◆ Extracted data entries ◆
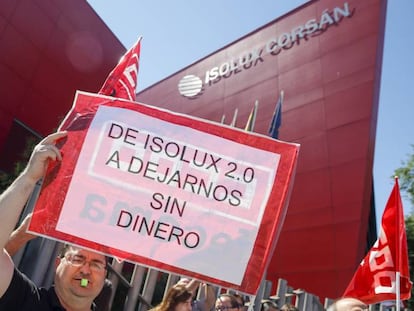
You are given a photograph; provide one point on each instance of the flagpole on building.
(398, 246)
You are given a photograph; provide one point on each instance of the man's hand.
(45, 151)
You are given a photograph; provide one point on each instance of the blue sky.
(178, 33)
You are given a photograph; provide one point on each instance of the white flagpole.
(397, 288)
(398, 251)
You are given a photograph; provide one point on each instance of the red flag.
(122, 81)
(375, 279)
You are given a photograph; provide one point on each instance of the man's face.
(224, 304)
(77, 265)
(184, 306)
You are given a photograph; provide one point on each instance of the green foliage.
(405, 175)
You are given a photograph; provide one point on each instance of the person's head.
(226, 302)
(288, 307)
(348, 304)
(241, 301)
(80, 274)
(183, 281)
(178, 298)
(268, 305)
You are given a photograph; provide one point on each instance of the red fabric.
(375, 279)
(48, 208)
(122, 81)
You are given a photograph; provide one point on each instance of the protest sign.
(168, 191)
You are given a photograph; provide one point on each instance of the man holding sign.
(80, 274)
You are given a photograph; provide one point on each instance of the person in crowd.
(226, 302)
(348, 304)
(207, 302)
(79, 274)
(269, 305)
(288, 307)
(241, 301)
(20, 237)
(177, 298)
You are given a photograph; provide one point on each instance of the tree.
(405, 175)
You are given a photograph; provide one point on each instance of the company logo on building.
(191, 85)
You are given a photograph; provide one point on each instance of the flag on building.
(122, 81)
(234, 120)
(376, 277)
(252, 118)
(277, 117)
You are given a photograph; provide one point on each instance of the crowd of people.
(80, 274)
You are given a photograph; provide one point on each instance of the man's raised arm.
(13, 200)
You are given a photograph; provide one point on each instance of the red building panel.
(330, 79)
(48, 51)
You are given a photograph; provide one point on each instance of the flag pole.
(398, 241)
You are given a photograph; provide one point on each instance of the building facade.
(326, 57)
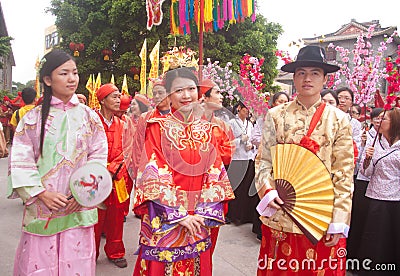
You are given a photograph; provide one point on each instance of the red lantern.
(106, 54)
(135, 71)
(76, 48)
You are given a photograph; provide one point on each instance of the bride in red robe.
(182, 186)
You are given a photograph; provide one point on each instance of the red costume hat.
(105, 90)
(204, 86)
(142, 99)
(82, 97)
(125, 102)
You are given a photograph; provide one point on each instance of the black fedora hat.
(310, 56)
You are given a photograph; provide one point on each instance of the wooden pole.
(201, 31)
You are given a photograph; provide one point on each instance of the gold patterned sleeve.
(342, 169)
(263, 163)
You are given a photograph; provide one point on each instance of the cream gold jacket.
(288, 123)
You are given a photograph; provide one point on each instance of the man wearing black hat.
(326, 132)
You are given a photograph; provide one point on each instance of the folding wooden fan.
(304, 184)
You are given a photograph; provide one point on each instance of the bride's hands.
(193, 224)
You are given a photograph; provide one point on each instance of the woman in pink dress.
(51, 141)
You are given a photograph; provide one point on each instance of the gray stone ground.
(235, 255)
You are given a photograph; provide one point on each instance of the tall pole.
(201, 22)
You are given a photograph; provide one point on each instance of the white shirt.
(240, 128)
(380, 145)
(357, 132)
(384, 171)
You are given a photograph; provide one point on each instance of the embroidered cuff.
(212, 212)
(262, 208)
(163, 218)
(338, 228)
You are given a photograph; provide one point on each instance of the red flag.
(379, 102)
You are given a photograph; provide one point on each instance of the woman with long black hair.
(50, 142)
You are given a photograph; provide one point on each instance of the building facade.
(7, 61)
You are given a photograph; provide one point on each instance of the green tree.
(5, 47)
(120, 25)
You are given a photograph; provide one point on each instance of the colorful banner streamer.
(142, 55)
(185, 14)
(124, 89)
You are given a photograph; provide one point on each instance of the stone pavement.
(235, 254)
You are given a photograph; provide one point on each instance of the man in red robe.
(111, 220)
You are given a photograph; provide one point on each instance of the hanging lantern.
(135, 72)
(106, 54)
(76, 48)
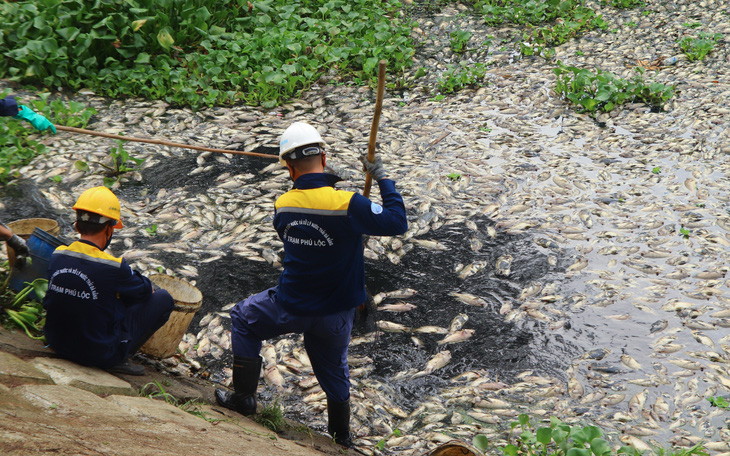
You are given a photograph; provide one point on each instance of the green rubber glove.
(38, 121)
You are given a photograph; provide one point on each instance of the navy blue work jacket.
(88, 292)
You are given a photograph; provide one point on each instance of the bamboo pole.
(163, 142)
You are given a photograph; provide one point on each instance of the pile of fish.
(622, 219)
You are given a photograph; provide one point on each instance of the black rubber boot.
(338, 422)
(246, 373)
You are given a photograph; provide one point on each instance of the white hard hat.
(298, 134)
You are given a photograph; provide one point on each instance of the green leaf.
(165, 39)
(600, 447)
(592, 432)
(136, 25)
(511, 450)
(544, 435)
(480, 442)
(142, 57)
(578, 452)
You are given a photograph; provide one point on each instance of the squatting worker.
(99, 311)
(323, 281)
(9, 108)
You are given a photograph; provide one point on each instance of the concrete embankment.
(51, 406)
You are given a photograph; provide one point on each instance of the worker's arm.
(388, 219)
(133, 287)
(8, 107)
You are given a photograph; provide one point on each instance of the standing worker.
(323, 279)
(16, 243)
(99, 311)
(9, 108)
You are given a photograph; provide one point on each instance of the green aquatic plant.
(561, 439)
(547, 23)
(271, 416)
(698, 48)
(200, 53)
(719, 401)
(27, 314)
(464, 75)
(603, 91)
(381, 443)
(121, 163)
(459, 40)
(18, 141)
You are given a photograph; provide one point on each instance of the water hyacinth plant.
(195, 52)
(603, 91)
(18, 141)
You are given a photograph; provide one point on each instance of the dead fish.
(658, 326)
(397, 307)
(428, 244)
(458, 322)
(469, 299)
(438, 361)
(471, 269)
(503, 265)
(630, 362)
(390, 326)
(456, 337)
(431, 330)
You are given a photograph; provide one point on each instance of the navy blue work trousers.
(326, 338)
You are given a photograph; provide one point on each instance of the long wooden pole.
(163, 142)
(376, 122)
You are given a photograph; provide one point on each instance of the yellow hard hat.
(100, 200)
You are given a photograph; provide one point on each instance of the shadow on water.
(500, 348)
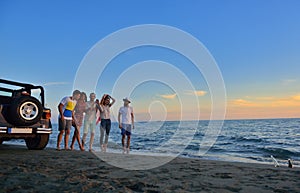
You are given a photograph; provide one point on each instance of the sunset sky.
(256, 45)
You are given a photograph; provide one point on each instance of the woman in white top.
(105, 105)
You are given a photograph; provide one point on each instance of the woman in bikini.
(105, 105)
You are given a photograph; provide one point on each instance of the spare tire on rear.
(25, 111)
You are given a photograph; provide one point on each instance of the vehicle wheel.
(37, 143)
(25, 111)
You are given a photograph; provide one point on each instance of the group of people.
(77, 111)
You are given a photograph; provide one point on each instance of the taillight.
(47, 114)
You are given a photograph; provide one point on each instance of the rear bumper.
(16, 130)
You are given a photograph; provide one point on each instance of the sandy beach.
(74, 171)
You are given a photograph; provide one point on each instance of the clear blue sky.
(255, 43)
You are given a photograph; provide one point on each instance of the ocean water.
(251, 141)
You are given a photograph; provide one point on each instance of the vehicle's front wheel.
(25, 111)
(37, 143)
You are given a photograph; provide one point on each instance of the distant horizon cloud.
(196, 92)
(168, 96)
(288, 81)
(269, 101)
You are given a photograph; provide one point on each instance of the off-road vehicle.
(23, 116)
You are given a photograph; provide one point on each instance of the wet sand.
(75, 171)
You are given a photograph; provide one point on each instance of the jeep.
(23, 116)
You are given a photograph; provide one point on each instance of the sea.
(250, 141)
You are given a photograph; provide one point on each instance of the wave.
(245, 139)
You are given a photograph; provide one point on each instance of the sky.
(255, 44)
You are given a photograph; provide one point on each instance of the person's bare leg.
(128, 143)
(73, 139)
(92, 141)
(67, 134)
(123, 143)
(59, 139)
(78, 140)
(83, 139)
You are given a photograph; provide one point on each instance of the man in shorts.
(90, 120)
(127, 123)
(66, 115)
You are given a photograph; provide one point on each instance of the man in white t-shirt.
(127, 123)
(90, 121)
(66, 109)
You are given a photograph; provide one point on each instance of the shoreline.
(50, 170)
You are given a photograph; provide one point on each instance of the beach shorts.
(89, 125)
(126, 130)
(64, 125)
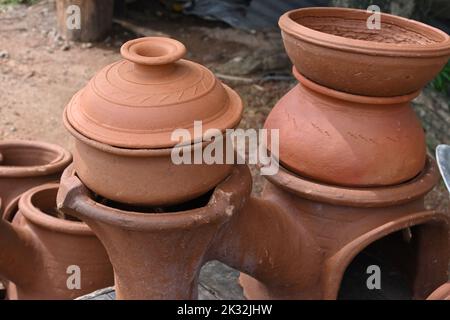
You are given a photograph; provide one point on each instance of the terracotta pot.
(156, 256)
(27, 164)
(319, 229)
(38, 247)
(124, 118)
(348, 140)
(334, 47)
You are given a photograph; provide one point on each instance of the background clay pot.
(37, 249)
(334, 47)
(27, 164)
(124, 119)
(348, 140)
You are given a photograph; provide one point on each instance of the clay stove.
(296, 240)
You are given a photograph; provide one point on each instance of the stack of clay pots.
(123, 121)
(39, 246)
(352, 151)
(349, 122)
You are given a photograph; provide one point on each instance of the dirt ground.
(40, 71)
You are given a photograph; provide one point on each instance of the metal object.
(443, 160)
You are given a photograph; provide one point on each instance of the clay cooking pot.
(335, 48)
(39, 246)
(348, 140)
(25, 164)
(124, 118)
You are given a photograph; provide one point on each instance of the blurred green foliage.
(442, 81)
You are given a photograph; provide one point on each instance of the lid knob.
(153, 51)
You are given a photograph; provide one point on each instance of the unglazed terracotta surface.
(334, 47)
(348, 140)
(38, 247)
(124, 118)
(26, 164)
(142, 177)
(159, 255)
(318, 229)
(295, 225)
(138, 102)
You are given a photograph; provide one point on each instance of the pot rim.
(162, 152)
(226, 199)
(352, 97)
(31, 212)
(61, 159)
(288, 25)
(359, 197)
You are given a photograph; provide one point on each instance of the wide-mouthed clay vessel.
(41, 249)
(348, 140)
(335, 48)
(25, 164)
(124, 118)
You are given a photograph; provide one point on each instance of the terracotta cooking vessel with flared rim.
(26, 164)
(335, 48)
(124, 118)
(348, 140)
(41, 249)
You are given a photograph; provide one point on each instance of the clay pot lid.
(138, 102)
(321, 26)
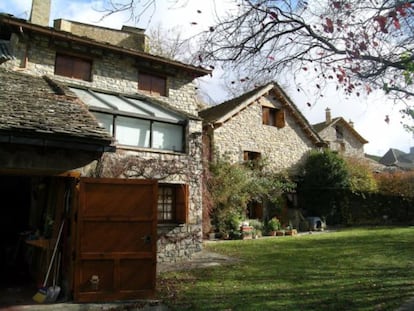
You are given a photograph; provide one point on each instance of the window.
(73, 67)
(252, 158)
(172, 203)
(273, 117)
(339, 133)
(152, 84)
(136, 122)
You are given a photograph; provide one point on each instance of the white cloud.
(367, 113)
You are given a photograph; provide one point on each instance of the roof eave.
(242, 105)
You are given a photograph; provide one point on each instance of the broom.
(41, 294)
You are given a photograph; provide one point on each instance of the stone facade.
(118, 73)
(341, 136)
(283, 149)
(348, 145)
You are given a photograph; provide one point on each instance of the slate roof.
(319, 127)
(215, 113)
(35, 110)
(221, 113)
(24, 26)
(395, 157)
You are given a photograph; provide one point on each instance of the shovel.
(54, 290)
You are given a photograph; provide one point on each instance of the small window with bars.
(155, 85)
(166, 204)
(273, 117)
(173, 203)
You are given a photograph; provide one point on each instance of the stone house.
(398, 159)
(101, 152)
(341, 136)
(261, 124)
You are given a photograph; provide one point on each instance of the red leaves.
(396, 23)
(272, 15)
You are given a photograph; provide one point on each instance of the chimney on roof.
(328, 117)
(40, 12)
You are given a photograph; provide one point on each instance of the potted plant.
(257, 226)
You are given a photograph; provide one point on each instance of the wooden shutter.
(144, 82)
(158, 86)
(265, 115)
(63, 66)
(280, 118)
(73, 67)
(182, 193)
(82, 69)
(152, 84)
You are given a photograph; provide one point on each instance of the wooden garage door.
(116, 240)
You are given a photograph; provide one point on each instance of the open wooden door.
(116, 240)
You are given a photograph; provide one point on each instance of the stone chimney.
(40, 12)
(328, 117)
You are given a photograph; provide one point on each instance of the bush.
(273, 225)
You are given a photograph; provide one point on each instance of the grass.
(353, 269)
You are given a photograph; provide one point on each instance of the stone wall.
(112, 72)
(282, 148)
(349, 145)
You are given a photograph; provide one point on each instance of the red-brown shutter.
(265, 115)
(73, 67)
(158, 86)
(82, 69)
(280, 118)
(63, 66)
(182, 203)
(144, 82)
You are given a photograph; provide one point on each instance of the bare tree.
(169, 43)
(360, 45)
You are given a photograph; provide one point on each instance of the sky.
(368, 113)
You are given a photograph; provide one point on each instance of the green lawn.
(353, 269)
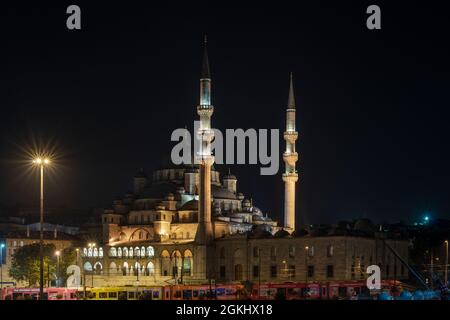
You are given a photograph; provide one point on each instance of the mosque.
(188, 224)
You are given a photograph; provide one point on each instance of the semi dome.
(190, 205)
(222, 193)
(281, 234)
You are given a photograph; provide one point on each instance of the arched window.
(291, 251)
(238, 272)
(112, 268)
(187, 263)
(88, 266)
(137, 268)
(273, 253)
(125, 268)
(330, 251)
(98, 267)
(177, 263)
(150, 271)
(311, 251)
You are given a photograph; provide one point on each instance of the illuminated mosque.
(187, 224)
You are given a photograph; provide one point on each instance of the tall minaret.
(290, 157)
(204, 157)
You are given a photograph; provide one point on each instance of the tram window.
(122, 295)
(220, 291)
(187, 294)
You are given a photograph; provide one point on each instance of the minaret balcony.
(204, 159)
(205, 135)
(290, 177)
(205, 110)
(290, 158)
(291, 136)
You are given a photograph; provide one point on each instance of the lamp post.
(446, 262)
(1, 270)
(57, 253)
(306, 269)
(92, 245)
(259, 273)
(41, 163)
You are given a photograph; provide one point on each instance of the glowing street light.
(446, 262)
(2, 245)
(41, 163)
(57, 253)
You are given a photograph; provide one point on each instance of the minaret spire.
(290, 158)
(291, 98)
(205, 65)
(205, 231)
(204, 156)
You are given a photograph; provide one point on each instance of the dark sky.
(372, 105)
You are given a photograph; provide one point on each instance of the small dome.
(364, 225)
(140, 174)
(190, 205)
(222, 193)
(229, 177)
(282, 234)
(170, 196)
(299, 233)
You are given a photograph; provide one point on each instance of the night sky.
(372, 106)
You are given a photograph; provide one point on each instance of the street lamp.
(1, 270)
(446, 262)
(306, 268)
(57, 253)
(41, 163)
(92, 245)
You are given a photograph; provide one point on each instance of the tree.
(25, 264)
(67, 258)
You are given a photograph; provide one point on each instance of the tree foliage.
(25, 264)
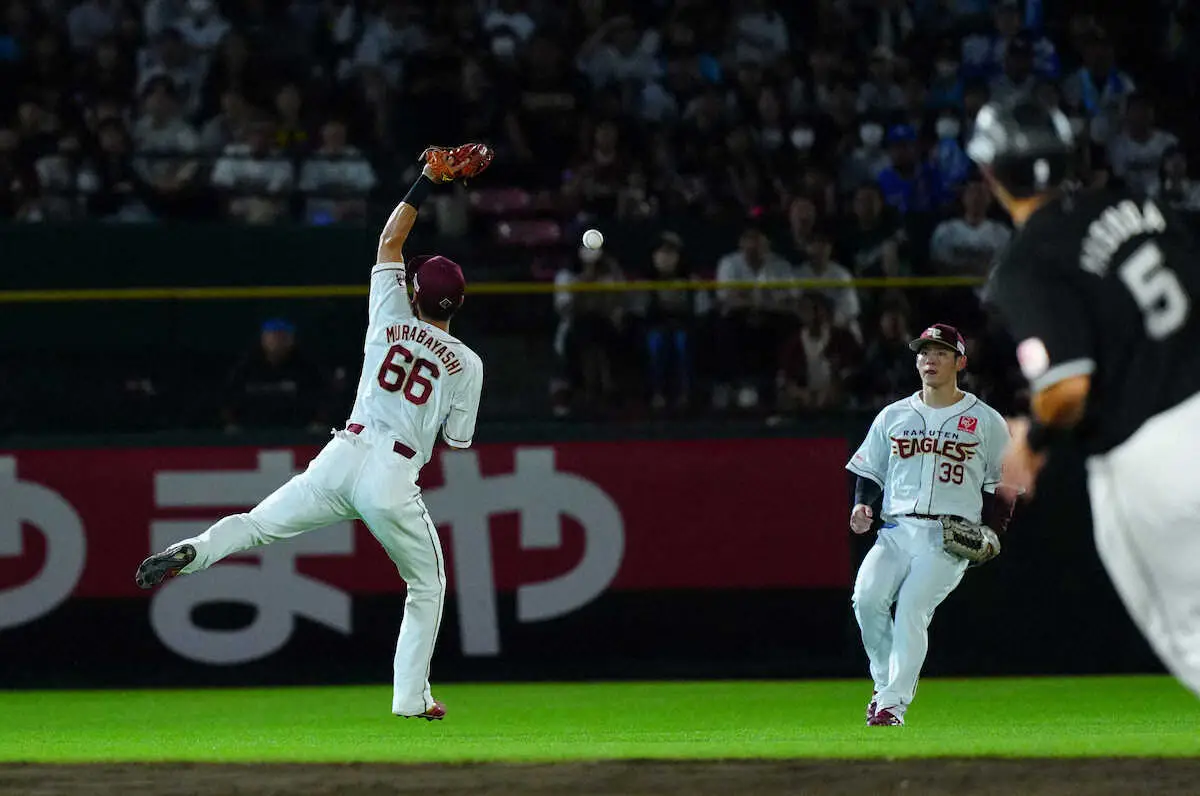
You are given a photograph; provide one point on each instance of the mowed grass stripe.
(1033, 717)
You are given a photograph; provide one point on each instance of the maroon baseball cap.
(941, 334)
(438, 286)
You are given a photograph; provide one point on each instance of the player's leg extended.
(406, 531)
(311, 500)
(1149, 538)
(931, 576)
(879, 580)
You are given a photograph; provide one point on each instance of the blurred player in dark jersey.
(1099, 291)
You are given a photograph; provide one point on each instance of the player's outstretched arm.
(400, 222)
(442, 165)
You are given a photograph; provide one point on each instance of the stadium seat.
(528, 232)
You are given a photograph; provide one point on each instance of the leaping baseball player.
(417, 379)
(933, 460)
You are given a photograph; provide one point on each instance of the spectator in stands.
(888, 363)
(670, 325)
(544, 114)
(226, 127)
(967, 245)
(946, 85)
(508, 25)
(253, 177)
(234, 69)
(597, 181)
(750, 322)
(388, 39)
(39, 129)
(275, 385)
(91, 21)
(1135, 154)
(1175, 186)
(983, 54)
(870, 240)
(336, 178)
(291, 123)
(171, 58)
(910, 184)
(587, 336)
(843, 300)
(202, 25)
(816, 363)
(948, 156)
(867, 161)
(881, 95)
(1018, 78)
(165, 141)
(120, 192)
(17, 177)
(107, 73)
(618, 54)
(1098, 90)
(63, 177)
(760, 33)
(802, 221)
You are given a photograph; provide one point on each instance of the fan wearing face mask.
(867, 161)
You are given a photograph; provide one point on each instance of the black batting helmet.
(1026, 147)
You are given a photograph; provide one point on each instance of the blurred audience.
(276, 385)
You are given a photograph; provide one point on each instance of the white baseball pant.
(1145, 497)
(907, 567)
(357, 477)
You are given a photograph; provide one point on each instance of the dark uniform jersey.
(1104, 283)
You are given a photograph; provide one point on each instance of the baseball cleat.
(435, 713)
(163, 564)
(883, 717)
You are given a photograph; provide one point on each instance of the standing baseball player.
(1099, 288)
(933, 460)
(417, 379)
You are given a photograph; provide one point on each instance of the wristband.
(419, 191)
(1041, 436)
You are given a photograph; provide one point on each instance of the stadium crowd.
(827, 135)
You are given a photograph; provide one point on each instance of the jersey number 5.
(415, 383)
(1157, 291)
(951, 473)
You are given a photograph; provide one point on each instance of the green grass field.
(1037, 717)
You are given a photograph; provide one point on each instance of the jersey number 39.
(1157, 291)
(414, 382)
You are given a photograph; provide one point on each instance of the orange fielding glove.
(459, 162)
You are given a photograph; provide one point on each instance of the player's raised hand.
(449, 163)
(861, 519)
(1021, 464)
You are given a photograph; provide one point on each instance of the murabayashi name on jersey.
(952, 449)
(419, 336)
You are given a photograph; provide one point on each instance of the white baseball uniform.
(415, 379)
(929, 462)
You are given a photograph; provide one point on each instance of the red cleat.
(435, 713)
(883, 717)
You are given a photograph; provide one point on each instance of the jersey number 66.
(415, 383)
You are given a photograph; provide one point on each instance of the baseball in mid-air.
(593, 239)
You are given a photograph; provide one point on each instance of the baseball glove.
(449, 163)
(976, 543)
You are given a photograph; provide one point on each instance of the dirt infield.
(618, 778)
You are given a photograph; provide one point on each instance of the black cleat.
(165, 564)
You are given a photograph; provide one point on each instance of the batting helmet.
(1025, 147)
(438, 286)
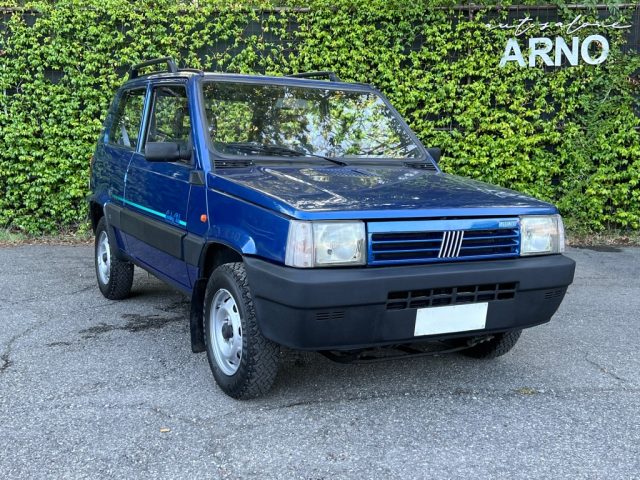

◆ WHAT NEEDS TO BE DONE ◆
Beginning with the line that has "orange fielding glove.", repeat each remaining line of the data above word for word, keeping pictures out.

◆ ANSWER BOX ◆
You are given a photograph; provide one point on each instance of the orange fielding glove.
(459, 162)
You are given a photograph; provide one point on each instance of the player's raised hand.
(449, 163)
(861, 519)
(1021, 464)
You are given a photograph; provide one point on each instance of the murabayashi name on jersey.
(952, 449)
(419, 336)
You are given a photograph; provide one point on each instance of the white baseball uniform.
(415, 379)
(929, 462)
You are given a photograph; provide one point on each instance of the red cleat.
(435, 713)
(883, 717)
You are given a photograph; provide one point on each instance of the jersey number 66.
(415, 383)
You are given a photograph; provide one point on each instance of the baseball in mid-air.
(593, 239)
You are given a photograph; provide one point on each instance of the baseball glove.
(449, 163)
(976, 543)
You are given a photograph; provide one point on each instance of the dirt infield.
(618, 778)
You are given a photograph; provide one point on each instance of the black cleat.
(165, 564)
You are given a photograph; provide one point on each instance of the batting helmet.
(1025, 147)
(438, 286)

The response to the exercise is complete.